What you have to do ▸ Where does the string "earlobe" appear? Copy every line of the entries below that holds it.

=== Task inputs ===

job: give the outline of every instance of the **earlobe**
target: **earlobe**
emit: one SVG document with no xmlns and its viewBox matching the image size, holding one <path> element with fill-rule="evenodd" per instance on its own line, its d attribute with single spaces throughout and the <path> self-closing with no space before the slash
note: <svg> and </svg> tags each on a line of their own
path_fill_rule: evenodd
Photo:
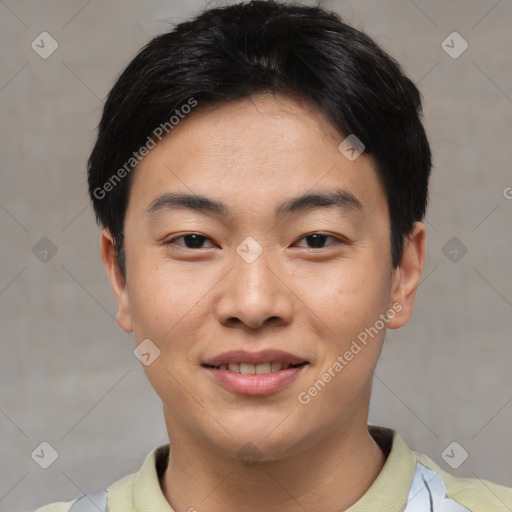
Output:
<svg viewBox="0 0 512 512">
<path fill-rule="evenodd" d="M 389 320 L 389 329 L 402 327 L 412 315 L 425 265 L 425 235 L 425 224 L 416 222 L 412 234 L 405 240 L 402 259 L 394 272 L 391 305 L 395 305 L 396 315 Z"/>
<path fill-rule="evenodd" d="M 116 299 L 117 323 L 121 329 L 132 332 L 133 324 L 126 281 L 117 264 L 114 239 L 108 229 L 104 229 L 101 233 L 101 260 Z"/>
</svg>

===

Task solution ▸
job: give the outline of every instance of the **earlobe**
target: **earlobe**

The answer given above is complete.